What happens once a space is cleared, however, depends not on theorists, but rather on those who have begun to speak up.

* * *

Theory, says Foucault, is an "activity conducted alongside those who struggle". And what they say - their counterdiscourse - might disappoint and even horrify the very intellectual who produced the theory that made space for the counterdiscourse. Intellectuals never know exactly where political actors and events will lead, even those event that they have tried to influence or celebrate with their theories."

If you belong to the disempowered group, you might be "able to produce both theory and counterdiscourse," in part due to your "wllingness to be simultaneously the archaeologist as well as the archive under consideration." Though you might be "often attacked for being merely autobiographical and not theoretically rigorous" by those who "insist on the purity of theory," where here purity might mean not belonging to the group that's being discussed.

Citing

The references to Deleuze are specifically to here:

Deleuze, Gilles, and Michel Foucault. "Intellectuals and Politics." Language, Counter-Memory, and Practice. Ed. Donald F. Bouchard. Ithaca: Cornell UP, 1977. 205-17. (citing specifically pp. 208–209).

**WHAT YOU WILL DO**
• A. In the passage on theory and counterdiscourse, how does Foucault describe theory?
• B. Reproduce the part of the passage on theory and counterdiscourse between "Theory, says Foucault, is" and "that's being discussed.", inclusive.
• C. Carry on the passage on theory and counterdiscourse from its final line.

**PROVIDED INFORMATION**
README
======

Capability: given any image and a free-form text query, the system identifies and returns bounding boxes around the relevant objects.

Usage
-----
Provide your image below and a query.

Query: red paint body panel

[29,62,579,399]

**OUTPUTS BY TASK**
• A. He calls it an "activity conducted alongside those who struggle."

• B.
Theory, says Foucault, is an "activity conducted alongside those who struggle". And what they say - their counterdiscourse - might disappoint and even horrify the very intellectual who produced the theory that made space for the counterdiscourse. Intellectuals never know exactly where political actors and events will lead, even those event that they have tried to influence or celebrate with their theories."

If you belong to the disempowered group, you might be "able to produce both theory and counterdiscourse," in part due to your "wllingness to be simultaneously the archaeologist as well as the archive under consideration." Though you might be "often attacked for being merely autobiographical and not theoretically rigorous" by those who "insist on the purity of theory," where here purity might mean not belonging to the group that's being discussed.

• C.
So

That's the context of this tweet:

Leah Tigers on Twitter, June 22, 2023: something that seems lost in trans discourse is that the psychologists and sexologists who implemented hierarchies of transness with transsexualism on top considered them to be illnesses. being transsexual wasn't a reward to them but the most severe on a spectrum of misfortune - a lot of trans life is what Nietzsche might call a transvaluation of values. many of us want genital surgery (a bad thing) which being transsexual (also bad) helped for. but this is what Foucault might call a 'counterdiscourse,' not the view of power. or whatever, i don't read

That is to say:

When trans people explain what transness is; how we subjectively experience it; how it often manifests to others; how we can prove that our transness is genuine; why we should be "allowed" to get hormones and surgery; exactly when, how, and to whom that access should be opened up, etc.; we are often engaging in a counterdiscourse: not a theory, but a resistance tactic. We are not necessarily trying to identify facts nor develop ideology. Rather, other people are wielding power over us, and we're making words too so we can live as we wish to live and so we can get things that we need — particularly given the conditions of their power over us. We are responding to other people's ideology about us, not so much on its own terms (to correct it, workshop it, contribute to its realness, etc.), but to achieve certain goals for ourselves. We have the practical aim of survival.

People will steal your language though

"An abuser’s instinctive next step is always accusing their victim, and it’s always best to accuse your victim of exactly what you yourself are doing, because it creates the most airtight equivalency when both of you are saying the same thing.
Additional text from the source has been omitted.